• [INFORMATION SHOWN]
┌──
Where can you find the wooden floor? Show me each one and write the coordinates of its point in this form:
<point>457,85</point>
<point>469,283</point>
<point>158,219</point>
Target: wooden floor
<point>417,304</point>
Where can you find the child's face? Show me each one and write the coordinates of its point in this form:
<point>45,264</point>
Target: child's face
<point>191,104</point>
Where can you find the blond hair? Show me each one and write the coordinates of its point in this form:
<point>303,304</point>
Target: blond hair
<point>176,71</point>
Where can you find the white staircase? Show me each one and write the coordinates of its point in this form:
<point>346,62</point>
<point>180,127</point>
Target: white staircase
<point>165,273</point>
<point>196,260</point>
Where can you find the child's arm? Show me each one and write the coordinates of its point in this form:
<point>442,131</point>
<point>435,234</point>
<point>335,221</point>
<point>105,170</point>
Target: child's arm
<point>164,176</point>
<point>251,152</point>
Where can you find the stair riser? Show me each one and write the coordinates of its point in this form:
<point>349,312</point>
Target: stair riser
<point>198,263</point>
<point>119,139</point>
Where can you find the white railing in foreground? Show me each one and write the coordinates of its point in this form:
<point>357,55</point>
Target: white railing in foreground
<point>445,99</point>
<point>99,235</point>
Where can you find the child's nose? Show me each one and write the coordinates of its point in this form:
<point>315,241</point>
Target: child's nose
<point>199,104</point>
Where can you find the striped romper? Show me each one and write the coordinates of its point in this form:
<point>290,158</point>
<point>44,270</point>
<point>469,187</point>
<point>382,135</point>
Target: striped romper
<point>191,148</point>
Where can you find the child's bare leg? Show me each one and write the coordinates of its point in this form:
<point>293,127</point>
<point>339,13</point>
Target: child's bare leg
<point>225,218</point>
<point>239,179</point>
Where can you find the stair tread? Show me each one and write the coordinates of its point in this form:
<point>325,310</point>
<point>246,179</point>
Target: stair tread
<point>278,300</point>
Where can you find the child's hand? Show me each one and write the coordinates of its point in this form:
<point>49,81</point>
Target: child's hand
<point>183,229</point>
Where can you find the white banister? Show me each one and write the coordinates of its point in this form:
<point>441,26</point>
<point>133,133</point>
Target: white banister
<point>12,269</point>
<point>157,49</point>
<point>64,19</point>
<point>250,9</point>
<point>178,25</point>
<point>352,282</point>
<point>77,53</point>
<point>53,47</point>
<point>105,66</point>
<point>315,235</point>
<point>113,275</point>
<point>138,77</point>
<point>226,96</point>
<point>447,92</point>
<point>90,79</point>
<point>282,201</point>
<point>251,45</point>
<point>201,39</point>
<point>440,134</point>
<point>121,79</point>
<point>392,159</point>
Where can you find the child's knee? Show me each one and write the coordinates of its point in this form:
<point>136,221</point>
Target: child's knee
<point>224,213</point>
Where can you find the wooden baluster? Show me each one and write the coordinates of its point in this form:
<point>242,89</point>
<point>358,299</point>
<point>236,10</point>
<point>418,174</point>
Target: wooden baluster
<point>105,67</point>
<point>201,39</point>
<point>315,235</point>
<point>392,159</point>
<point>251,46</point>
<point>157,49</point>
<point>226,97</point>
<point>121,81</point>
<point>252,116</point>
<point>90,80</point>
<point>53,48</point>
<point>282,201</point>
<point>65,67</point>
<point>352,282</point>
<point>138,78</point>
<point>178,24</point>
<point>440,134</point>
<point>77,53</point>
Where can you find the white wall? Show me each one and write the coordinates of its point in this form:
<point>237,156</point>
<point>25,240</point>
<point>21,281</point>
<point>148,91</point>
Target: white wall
└──
• [WHAT THE TASK ASKS] Go back to the listing above. Copy word for word the lines from the one with "Where can you find the stair tread?" through the one with "<point>133,133</point>", and nothing more.

• [SOLUTION TO THE EXERCISE]
Where can you find the stair tread? Show me each one and write the coordinates of its point in this form:
<point>325,310</point>
<point>246,179</point>
Target: stair tread
<point>278,300</point>
Where can you find the child's hand? Show me each one and write the coordinates of its point in this form:
<point>49,81</point>
Target: child's hand
<point>183,229</point>
Where can you find the white banister? Show me each one and write the coordinates of its point in this form:
<point>441,26</point>
<point>133,133</point>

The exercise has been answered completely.